Required action A: Transcribe the article on UK household borrowing word for word, starting with "This depressing graph" and going on through "a £900 shortfall.".
Required action B: Continue the article on UK household borrowing from the point where it stops.

Text block:
The failing state: Conservative Britain

This depressing graph from the ONS shows that UK households’ outgoings have surpassed their income for the first time since 1988 (that year was in fact only just in negative territory). These figures show that in 2017 the average household experienced a £900 shortfall.

Yet nowhere in the media does this have much prominence and nowhere is it pointed out that when the government reduces its spending, then other people in the economy have to borrow to make up for the loss. Nowhere is it pointed out that that is why the economy is in such a parlous state and going nowhere. Building your economic demand on the basis that people will be borrowing an extra £900 in a year is mismanagement on an epic scale – it is dire for the proper functioning of the economy. Which is why, when there is such a diminishing prospect of improved, sustained demand, the UK economy has so little private investment and fails to provide opportunity for most members of society.

(Stored data entries)
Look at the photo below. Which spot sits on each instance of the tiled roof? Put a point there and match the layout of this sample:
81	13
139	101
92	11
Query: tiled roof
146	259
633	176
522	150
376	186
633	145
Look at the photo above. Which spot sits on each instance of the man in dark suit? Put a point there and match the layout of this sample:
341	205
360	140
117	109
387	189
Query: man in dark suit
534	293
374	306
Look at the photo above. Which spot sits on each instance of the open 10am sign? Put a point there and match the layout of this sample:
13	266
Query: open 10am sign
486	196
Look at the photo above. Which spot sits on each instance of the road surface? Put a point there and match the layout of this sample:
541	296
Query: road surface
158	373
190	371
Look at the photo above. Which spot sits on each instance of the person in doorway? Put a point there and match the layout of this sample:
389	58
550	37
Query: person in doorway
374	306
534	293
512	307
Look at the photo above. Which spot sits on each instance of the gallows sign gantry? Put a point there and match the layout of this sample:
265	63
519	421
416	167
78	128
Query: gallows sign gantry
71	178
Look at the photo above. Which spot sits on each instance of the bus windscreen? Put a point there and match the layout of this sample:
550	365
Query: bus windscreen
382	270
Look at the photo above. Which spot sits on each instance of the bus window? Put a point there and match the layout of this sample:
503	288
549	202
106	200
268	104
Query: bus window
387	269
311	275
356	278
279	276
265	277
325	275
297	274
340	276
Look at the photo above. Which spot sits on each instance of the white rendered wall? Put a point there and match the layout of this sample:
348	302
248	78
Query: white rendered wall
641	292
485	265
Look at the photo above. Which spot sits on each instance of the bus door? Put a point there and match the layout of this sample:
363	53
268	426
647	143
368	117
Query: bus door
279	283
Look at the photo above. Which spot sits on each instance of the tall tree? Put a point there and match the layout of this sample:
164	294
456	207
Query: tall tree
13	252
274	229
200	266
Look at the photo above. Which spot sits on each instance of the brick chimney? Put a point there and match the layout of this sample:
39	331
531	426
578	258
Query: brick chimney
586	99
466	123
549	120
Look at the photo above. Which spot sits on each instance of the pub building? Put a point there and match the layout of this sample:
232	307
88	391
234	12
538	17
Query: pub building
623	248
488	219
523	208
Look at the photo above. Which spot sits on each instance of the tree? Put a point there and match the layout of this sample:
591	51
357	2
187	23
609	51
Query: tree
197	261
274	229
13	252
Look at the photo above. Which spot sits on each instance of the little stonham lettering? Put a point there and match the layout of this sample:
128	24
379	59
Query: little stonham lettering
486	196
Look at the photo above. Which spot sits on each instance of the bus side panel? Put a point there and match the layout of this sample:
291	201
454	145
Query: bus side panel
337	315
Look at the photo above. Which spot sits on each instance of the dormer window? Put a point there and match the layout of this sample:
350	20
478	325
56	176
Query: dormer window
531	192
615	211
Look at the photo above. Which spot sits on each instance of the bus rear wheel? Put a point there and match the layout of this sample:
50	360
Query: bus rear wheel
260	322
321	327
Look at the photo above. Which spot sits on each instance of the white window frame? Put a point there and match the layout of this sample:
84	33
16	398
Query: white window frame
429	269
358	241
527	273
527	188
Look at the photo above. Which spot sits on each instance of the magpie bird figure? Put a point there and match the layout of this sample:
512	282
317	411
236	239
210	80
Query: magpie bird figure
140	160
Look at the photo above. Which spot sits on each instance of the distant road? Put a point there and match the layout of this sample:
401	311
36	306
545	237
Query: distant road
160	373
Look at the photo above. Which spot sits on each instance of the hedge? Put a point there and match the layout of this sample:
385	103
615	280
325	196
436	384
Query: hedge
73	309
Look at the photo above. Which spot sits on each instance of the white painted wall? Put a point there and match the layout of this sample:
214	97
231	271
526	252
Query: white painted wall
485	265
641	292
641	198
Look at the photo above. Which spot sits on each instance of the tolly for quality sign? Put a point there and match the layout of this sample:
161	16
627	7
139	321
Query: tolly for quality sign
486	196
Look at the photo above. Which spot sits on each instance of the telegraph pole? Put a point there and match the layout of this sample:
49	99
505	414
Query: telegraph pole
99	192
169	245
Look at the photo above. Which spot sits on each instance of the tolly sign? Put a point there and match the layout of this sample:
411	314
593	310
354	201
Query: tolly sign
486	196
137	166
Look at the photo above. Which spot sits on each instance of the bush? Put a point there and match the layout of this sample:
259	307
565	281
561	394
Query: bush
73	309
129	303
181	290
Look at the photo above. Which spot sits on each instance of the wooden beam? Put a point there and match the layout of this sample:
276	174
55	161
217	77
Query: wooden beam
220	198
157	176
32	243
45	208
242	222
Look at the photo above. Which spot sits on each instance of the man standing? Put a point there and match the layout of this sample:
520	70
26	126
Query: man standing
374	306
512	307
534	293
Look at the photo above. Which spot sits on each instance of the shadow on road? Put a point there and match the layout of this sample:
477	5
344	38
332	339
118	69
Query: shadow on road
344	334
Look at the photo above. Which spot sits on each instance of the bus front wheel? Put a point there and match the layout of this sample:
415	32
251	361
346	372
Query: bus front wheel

Exercise response A:
This depressing graph from the ONS shows that UK households’ outgoings have surpassed their income for the first time since 1988 (that year was in fact only just in negative territory). These figures show that in 2017 the average household experienced a £900 shortfall.

Exercise response B:
Additionally, such spending in the public currency that does take place, is increasingly directed away from the general electorate and instead towards private companies, making a minority much richer at public expense. So now it is theoretically possible for frauds committed by G4S to result in an arrest arranged by G4S to be held in police custody by G4S and upon conviction be sent to a prison run by G4S. Surely I cannot be alone in considering that it would be way more efficient if we cut out the middleman and they ran the judiciary as well?

The Economist points out a further problem“As inequality grows so does the political influence of the rich”:

“Squeezing the top 1% ought to be the most natural thing in the world for politicians seeking to please the masses. Yet, with few exceptions, today’s populist insurgents are more concerned with immigration and sovereignty than with the top rate of income tax…..

But studies of the relation between democracy and levels of inequality point in conflicting directions. Mr Acemoglu and Mr Robinson tackle the question in another paper, co-written with Suresh Naidu and Pascual Restrepo. They conclude that democracies raise more taxes than non-democracies do. But this does not translate reliably into lower levels of income inequality.”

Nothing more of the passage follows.